*** Opening of RECORDS SHOWN ***
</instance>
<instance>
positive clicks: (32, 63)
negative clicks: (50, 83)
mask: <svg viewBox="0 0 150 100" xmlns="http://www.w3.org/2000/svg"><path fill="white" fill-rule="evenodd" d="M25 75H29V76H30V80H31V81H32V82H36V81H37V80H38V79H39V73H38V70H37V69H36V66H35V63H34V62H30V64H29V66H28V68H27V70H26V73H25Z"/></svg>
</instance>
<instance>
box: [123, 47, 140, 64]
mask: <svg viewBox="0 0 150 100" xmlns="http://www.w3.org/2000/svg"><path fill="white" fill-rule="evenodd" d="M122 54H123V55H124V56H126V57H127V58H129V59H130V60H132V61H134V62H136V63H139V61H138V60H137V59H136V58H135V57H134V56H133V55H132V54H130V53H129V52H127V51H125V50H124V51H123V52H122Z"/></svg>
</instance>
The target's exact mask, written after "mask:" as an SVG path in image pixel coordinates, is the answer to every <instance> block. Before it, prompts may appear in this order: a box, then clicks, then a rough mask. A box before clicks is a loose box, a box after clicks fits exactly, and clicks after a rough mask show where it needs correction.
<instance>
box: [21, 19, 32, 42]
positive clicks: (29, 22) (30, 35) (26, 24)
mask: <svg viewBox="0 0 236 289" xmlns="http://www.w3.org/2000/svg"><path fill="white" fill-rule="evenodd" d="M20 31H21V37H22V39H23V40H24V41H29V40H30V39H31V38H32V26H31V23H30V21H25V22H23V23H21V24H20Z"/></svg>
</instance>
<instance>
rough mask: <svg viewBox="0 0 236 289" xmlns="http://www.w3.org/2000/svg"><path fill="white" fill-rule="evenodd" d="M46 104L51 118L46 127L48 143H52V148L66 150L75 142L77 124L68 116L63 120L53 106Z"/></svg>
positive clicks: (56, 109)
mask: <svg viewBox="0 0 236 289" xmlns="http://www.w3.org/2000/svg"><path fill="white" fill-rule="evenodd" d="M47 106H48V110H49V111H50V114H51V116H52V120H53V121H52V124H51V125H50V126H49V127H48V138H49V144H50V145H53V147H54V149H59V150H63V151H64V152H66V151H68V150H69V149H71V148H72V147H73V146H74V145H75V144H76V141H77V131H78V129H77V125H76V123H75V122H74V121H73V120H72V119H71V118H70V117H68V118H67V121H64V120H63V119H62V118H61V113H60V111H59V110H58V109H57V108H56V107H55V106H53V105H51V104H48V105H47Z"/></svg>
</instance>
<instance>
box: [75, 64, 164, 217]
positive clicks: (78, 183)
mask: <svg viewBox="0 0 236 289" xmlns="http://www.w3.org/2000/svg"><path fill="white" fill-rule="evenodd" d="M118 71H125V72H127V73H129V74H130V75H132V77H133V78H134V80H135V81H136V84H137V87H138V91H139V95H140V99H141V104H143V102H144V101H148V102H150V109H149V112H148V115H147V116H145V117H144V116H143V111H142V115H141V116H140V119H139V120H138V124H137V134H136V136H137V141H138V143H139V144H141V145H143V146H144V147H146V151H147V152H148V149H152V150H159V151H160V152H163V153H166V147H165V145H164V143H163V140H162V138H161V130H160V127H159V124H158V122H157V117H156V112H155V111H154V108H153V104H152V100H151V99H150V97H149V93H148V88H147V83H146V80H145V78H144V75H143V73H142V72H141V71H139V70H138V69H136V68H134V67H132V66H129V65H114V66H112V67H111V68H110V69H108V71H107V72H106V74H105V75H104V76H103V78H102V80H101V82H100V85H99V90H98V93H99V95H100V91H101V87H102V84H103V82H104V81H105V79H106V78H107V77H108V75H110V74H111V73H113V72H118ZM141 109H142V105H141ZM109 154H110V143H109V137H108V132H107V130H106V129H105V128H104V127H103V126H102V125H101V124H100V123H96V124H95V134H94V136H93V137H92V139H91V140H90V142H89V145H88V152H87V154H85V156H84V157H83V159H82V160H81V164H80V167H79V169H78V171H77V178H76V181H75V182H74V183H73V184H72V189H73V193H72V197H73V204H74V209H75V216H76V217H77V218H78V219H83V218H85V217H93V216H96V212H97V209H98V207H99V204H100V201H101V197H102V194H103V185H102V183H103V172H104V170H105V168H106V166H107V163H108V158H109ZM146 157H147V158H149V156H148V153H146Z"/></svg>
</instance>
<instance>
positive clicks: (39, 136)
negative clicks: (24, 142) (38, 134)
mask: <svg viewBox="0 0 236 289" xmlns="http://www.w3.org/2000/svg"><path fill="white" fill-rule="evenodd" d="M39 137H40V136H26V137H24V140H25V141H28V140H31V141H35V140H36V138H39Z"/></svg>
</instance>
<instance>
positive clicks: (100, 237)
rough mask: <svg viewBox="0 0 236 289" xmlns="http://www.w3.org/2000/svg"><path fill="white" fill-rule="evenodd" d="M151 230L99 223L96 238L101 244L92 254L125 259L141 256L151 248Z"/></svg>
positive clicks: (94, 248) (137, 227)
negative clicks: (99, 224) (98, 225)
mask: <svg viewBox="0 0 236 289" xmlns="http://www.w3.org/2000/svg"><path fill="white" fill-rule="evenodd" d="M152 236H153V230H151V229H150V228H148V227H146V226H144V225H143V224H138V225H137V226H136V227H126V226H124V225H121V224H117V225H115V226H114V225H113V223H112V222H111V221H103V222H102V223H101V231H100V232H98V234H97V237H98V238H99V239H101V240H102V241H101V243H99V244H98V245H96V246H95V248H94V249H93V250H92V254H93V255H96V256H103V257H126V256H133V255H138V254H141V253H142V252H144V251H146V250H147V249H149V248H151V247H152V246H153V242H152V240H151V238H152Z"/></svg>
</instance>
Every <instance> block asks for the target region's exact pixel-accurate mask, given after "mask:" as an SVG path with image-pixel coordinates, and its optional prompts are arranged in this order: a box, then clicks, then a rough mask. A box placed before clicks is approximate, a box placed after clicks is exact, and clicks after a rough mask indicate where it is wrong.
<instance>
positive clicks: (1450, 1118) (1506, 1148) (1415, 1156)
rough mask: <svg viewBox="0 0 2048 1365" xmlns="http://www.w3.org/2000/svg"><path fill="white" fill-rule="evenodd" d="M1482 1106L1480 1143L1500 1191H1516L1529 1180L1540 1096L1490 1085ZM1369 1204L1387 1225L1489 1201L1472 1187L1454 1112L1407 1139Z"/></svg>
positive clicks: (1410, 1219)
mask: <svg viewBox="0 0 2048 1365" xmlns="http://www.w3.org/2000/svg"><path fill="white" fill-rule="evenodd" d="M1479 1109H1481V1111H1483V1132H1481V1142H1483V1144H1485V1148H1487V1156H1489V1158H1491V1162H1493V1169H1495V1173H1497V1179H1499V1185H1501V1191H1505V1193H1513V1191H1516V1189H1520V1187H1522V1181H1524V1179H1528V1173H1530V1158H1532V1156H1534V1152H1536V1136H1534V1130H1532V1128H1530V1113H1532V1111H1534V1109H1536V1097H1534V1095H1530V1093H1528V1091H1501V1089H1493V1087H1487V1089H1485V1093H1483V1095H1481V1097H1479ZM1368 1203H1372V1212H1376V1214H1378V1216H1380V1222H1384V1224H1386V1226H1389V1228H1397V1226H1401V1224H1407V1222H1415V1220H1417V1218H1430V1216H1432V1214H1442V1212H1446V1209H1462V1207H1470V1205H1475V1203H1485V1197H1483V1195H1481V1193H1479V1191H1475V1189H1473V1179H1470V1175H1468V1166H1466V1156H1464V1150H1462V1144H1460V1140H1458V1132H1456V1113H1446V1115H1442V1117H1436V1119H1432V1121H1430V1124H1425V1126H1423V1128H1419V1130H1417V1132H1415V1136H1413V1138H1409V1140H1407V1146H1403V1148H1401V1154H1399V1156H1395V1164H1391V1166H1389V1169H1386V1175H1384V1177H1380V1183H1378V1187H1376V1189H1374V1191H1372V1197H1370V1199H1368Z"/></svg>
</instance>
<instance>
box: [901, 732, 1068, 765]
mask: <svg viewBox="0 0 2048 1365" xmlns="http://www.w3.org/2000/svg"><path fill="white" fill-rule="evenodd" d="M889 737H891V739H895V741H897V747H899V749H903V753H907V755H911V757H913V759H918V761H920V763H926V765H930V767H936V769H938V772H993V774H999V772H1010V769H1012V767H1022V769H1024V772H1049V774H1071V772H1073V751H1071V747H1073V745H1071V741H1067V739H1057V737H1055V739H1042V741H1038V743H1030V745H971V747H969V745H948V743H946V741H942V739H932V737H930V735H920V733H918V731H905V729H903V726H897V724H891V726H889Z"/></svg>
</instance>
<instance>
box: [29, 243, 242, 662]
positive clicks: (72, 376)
*** Close of RECORDS SHOWN ***
TASK BRIEF: Take the lines above from the first through the one containing "box: [75, 64, 164, 217]" and reproduce them exactly; include nothing else.

EXERCISE RESULT:
</instance>
<instance>
positive clicks: (32, 63)
negative clicks: (50, 83)
mask: <svg viewBox="0 0 150 100" xmlns="http://www.w3.org/2000/svg"><path fill="white" fill-rule="evenodd" d="M25 75H29V76H30V80H31V81H32V82H36V81H37V80H38V79H39V73H38V70H37V69H36V66H35V63H34V62H30V64H29V66H28V68H27V70H26V73H25Z"/></svg>
</instance>
<instance>
box: [123, 47, 140, 64]
mask: <svg viewBox="0 0 150 100" xmlns="http://www.w3.org/2000/svg"><path fill="white" fill-rule="evenodd" d="M122 54H123V55H124V56H126V57H127V58H129V59H130V60H132V61H134V62H136V63H139V61H138V60H137V59H136V58H135V57H134V56H133V55H132V54H130V53H129V52H127V51H125V50H124V51H123V52H122Z"/></svg>
</instance>
The target's exact mask, written after "mask:" as an SVG path in image pixel coordinates, is the answer to every <instance> block. Before it, prompts may appear in this order: a box, then clicks, then a rough mask. A box before clicks is a loose box, a box after clicks fits exactly, and clicks after a rough mask show where it needs correction.
<instance>
box: [21, 19, 32, 42]
positive clicks: (29, 22) (30, 35) (26, 24)
mask: <svg viewBox="0 0 236 289" xmlns="http://www.w3.org/2000/svg"><path fill="white" fill-rule="evenodd" d="M20 31H21V37H22V39H23V40H24V41H29V40H30V39H31V38H32V26H31V23H30V21H25V22H23V23H21V24H20Z"/></svg>
</instance>
<instance>
rough mask: <svg viewBox="0 0 236 289" xmlns="http://www.w3.org/2000/svg"><path fill="white" fill-rule="evenodd" d="M46 104L51 118L46 127L48 143H52V148L66 150L75 142L77 124L68 116L63 120L53 106Z"/></svg>
positive clicks: (56, 109)
mask: <svg viewBox="0 0 236 289" xmlns="http://www.w3.org/2000/svg"><path fill="white" fill-rule="evenodd" d="M47 106H48V110H49V111H50V114H51V116H52V120H53V121H52V124H51V125H50V126H49V127H48V138H49V144H50V145H53V147H54V149H59V150H63V151H64V152H66V151H68V150H69V149H71V148H72V147H73V146H74V145H75V144H76V141H77V131H78V129H77V125H76V123H75V122H74V121H73V120H72V119H71V118H70V117H68V118H67V121H64V120H63V119H62V118H61V113H60V111H59V110H58V109H57V108H56V107H55V106H53V105H51V104H48V105H47Z"/></svg>
</instance>
<instance>
box: [75, 64, 164, 217]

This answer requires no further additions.